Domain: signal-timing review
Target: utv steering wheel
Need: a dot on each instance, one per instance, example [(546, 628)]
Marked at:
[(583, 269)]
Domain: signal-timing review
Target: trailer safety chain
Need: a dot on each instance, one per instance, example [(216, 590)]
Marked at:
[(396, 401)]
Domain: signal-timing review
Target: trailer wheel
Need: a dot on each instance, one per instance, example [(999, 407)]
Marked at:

Directions →
Turn all the records above into a Markdown table with the columns "Row" and "Line". Each nonblank line gets its own numbered row.

Written solution →
| Row | Line |
|---|---|
| 1 | Domain: signal-timing review |
| 2 | Target: utv steering wheel |
| 3 | Need: a dot on each instance, one per instance, example [(546, 628)] |
| 4 | Marked at: |
| 5 | [(583, 269)] |
| 6 | Domain: signal-timing review |
| 7 | Target: trailer safety chain |
| 8 | Need: a dot on each instance, one per instance, example [(216, 590)] |
| 9 | Marked at: |
| 10 | [(396, 401)] |
| 11 | Domain: signal-timing review |
| 12 | Target: trailer wheel |
| 13 | Need: a dot on each instance, one per instance, example [(999, 407)] |
| 14 | Marked at: |